**TASK TO COMPLETE**
Would you repeat exactly the part of the listing below that runs from the line containing "Target: sidewalk" down to the line containing "Target: paved driveway", inclusive, and nothing else?

====== DATA TO EXAMINE

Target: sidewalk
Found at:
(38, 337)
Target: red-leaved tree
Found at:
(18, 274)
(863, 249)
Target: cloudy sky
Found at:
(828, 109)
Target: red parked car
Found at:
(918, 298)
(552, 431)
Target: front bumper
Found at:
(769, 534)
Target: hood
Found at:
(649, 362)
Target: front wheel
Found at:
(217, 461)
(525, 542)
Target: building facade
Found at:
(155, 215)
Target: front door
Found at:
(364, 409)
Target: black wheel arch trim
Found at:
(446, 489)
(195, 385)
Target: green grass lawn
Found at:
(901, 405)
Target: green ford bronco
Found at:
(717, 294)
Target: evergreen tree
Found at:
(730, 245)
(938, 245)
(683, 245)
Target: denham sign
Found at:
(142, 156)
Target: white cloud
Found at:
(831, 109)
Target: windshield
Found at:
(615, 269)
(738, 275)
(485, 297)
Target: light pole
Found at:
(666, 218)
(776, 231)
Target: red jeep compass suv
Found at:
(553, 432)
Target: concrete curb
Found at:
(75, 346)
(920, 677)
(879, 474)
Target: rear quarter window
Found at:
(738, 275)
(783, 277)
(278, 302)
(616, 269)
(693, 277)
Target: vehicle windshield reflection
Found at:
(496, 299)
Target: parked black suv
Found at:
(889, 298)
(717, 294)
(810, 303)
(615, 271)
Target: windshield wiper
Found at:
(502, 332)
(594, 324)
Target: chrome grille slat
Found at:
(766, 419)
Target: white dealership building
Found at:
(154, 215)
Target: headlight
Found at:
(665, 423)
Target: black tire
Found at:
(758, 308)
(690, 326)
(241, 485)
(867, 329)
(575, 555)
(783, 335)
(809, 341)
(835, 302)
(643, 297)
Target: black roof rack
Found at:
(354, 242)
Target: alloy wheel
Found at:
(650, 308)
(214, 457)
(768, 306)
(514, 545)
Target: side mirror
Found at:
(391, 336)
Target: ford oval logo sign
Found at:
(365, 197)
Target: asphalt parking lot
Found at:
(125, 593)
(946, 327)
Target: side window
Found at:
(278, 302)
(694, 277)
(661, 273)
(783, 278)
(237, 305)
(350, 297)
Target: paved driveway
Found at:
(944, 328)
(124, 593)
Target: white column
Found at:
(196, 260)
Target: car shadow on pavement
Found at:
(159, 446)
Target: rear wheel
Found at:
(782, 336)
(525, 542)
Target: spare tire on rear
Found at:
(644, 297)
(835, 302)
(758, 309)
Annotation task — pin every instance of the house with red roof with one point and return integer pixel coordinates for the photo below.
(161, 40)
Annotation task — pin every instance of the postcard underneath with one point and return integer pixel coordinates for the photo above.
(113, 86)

============
====== DATA TO EXAMINE

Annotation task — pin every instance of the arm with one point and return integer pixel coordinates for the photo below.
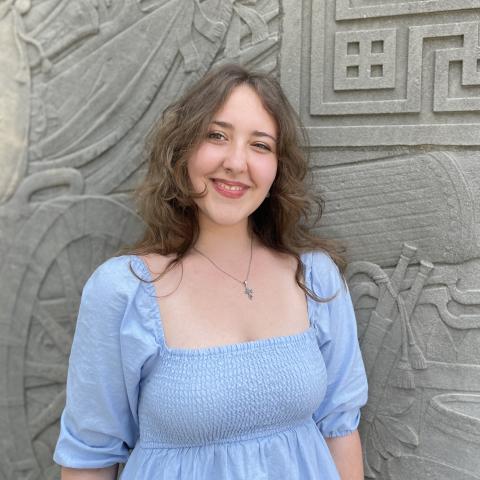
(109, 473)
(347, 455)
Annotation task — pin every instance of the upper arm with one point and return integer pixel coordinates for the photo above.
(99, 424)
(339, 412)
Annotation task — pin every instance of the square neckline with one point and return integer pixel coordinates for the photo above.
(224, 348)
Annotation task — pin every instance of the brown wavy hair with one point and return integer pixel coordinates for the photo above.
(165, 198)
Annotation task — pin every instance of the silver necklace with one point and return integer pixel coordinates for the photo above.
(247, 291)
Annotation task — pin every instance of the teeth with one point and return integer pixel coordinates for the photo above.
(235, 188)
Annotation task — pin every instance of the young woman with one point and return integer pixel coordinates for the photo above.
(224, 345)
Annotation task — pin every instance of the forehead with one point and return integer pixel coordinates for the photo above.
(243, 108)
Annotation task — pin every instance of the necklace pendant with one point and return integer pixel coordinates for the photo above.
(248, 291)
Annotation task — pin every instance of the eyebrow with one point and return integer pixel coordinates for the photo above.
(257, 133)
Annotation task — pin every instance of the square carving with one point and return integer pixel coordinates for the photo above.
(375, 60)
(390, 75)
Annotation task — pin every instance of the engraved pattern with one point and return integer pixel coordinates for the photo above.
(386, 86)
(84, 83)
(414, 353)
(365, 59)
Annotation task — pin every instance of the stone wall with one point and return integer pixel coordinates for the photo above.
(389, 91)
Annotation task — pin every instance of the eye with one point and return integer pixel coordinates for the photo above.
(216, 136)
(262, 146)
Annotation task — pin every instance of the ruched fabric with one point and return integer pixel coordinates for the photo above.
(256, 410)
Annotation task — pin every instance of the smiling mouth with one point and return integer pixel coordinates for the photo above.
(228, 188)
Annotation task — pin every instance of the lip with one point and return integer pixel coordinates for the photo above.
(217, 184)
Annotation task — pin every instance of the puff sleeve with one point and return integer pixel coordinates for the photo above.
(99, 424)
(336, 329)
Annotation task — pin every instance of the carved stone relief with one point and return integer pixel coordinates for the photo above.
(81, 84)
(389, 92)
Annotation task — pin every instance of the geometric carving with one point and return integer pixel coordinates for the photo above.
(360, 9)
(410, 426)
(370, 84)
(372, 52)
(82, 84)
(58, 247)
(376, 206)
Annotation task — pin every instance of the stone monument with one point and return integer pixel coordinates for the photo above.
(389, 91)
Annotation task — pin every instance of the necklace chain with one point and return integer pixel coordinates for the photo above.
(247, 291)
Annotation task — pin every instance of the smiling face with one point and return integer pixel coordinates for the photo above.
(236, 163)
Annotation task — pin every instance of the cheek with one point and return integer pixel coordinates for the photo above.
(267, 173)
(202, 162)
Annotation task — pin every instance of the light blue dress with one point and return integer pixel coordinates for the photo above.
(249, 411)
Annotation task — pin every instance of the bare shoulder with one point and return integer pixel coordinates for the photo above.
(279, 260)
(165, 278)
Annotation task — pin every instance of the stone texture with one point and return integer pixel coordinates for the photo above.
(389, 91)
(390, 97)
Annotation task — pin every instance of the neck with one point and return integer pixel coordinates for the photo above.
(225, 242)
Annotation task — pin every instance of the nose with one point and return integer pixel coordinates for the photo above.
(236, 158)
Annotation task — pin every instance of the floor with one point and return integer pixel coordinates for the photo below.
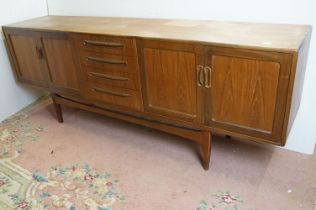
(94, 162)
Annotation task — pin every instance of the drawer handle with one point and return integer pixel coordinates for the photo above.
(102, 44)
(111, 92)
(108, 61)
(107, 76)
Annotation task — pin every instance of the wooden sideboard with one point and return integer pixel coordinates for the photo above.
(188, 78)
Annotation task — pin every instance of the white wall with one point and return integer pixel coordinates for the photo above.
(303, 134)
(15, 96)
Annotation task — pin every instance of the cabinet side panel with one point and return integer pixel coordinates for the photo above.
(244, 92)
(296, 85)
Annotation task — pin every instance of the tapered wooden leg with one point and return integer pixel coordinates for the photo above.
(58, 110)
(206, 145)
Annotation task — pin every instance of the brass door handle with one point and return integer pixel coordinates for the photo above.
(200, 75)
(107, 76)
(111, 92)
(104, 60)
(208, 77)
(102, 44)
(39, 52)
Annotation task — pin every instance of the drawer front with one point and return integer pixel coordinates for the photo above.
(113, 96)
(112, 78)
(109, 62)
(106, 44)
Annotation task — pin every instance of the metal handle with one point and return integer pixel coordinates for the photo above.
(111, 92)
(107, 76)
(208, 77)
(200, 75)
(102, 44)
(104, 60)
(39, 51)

============
====== DATA TO EXAMINE

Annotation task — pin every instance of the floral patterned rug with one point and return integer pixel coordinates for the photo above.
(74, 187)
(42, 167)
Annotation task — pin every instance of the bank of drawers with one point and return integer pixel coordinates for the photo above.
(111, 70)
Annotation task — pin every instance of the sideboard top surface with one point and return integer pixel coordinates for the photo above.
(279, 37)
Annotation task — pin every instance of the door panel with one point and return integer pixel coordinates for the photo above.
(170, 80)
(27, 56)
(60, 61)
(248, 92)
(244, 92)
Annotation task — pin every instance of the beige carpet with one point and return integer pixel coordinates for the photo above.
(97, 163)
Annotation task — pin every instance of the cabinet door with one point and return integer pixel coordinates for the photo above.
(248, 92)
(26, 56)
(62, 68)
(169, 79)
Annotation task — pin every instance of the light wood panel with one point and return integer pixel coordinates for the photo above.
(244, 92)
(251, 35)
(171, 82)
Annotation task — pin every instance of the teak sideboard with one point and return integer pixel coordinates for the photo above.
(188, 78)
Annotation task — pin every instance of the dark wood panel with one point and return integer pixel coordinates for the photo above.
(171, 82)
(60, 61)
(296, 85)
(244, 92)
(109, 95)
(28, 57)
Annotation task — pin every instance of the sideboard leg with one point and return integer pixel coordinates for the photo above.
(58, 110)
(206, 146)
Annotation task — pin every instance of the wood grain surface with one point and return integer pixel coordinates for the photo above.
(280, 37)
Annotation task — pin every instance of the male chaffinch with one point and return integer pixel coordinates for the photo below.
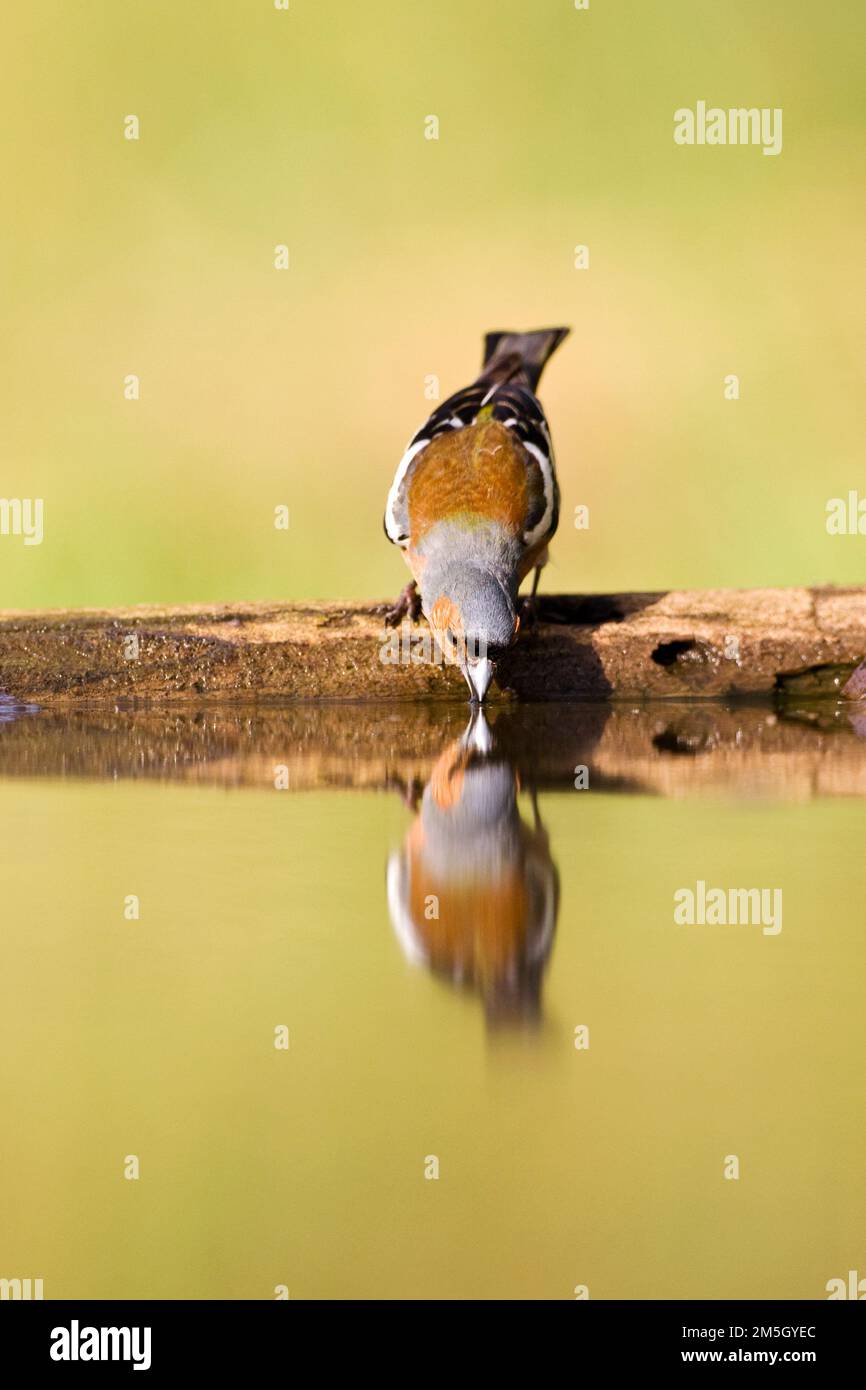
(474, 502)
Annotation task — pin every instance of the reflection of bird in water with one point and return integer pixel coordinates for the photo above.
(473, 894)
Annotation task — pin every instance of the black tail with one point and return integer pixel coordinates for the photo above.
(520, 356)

============

**OUTPUT OF THE TASK**
Target: sidewalk
Found at:
(38, 337)
Target: red-leaved tree
Found at:
(18, 274)
(863, 249)
Target: cloudy sky
Found at:
(828, 109)
Target: red parked car
Found at:
(918, 298)
(552, 431)
Target: front bumper
Found at:
(769, 534)
Target: hood
Found at:
(649, 362)
Target: front wheel
Found at:
(217, 461)
(525, 542)
Target: building facade
Found at:
(155, 215)
Target: front door
Found at:
(364, 409)
Target: black wheel arch trim
Found at:
(446, 489)
(195, 385)
Target: green grass lawn
Found at:
(901, 405)
Target: green ford bronco
Found at:
(717, 294)
Target: evergreen tree
Found at:
(730, 245)
(938, 245)
(683, 245)
Target: denham sign
Found at:
(142, 156)
Target: white cloud
Found at:
(831, 109)
Target: windshield
Found at:
(615, 269)
(738, 275)
(485, 297)
Target: light pole
Found at:
(666, 218)
(776, 231)
Target: red jeep compass suv
Found at:
(553, 432)
Target: concrete curb
Found at:
(75, 346)
(920, 677)
(879, 474)
Target: rear quarter window
Found at:
(738, 275)
(783, 277)
(278, 302)
(616, 269)
(693, 277)
Target: vehicle windshield reflection
Found at:
(496, 299)
Target: parked black suv
Found at:
(889, 298)
(717, 294)
(810, 303)
(615, 271)
Target: windshield wiper
Found at:
(502, 332)
(594, 324)
Target: chrome grille slat
Found at:
(766, 419)
Target: white dealership building
Found at:
(154, 215)
Target: headlight
Found at:
(665, 423)
Target: black tire
Found at:
(758, 308)
(690, 326)
(241, 485)
(867, 329)
(575, 555)
(783, 335)
(809, 341)
(835, 302)
(643, 297)
Target: black roof rack
Found at:
(354, 242)
Target: alloy wheel
Found at:
(650, 308)
(214, 457)
(768, 306)
(514, 545)
Target: side mirror
Found at:
(391, 336)
Target: ford oval logo sign
Found at:
(365, 197)
Target: asphalt parking lot
Found at:
(125, 593)
(946, 327)
Target: side window
Found at:
(278, 302)
(694, 277)
(661, 273)
(783, 278)
(237, 305)
(350, 297)
Target: paved driveway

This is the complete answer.